## Extracted data
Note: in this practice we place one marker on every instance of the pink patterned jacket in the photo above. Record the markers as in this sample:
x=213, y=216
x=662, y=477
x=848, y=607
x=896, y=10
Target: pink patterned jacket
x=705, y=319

## Exercise brief
Print nothing but the lines from the one containing "x=848, y=607" through the end of the listing above, exactly as written.

## Your response
x=848, y=607
x=896, y=10
Target: pink patterned jacket
x=705, y=319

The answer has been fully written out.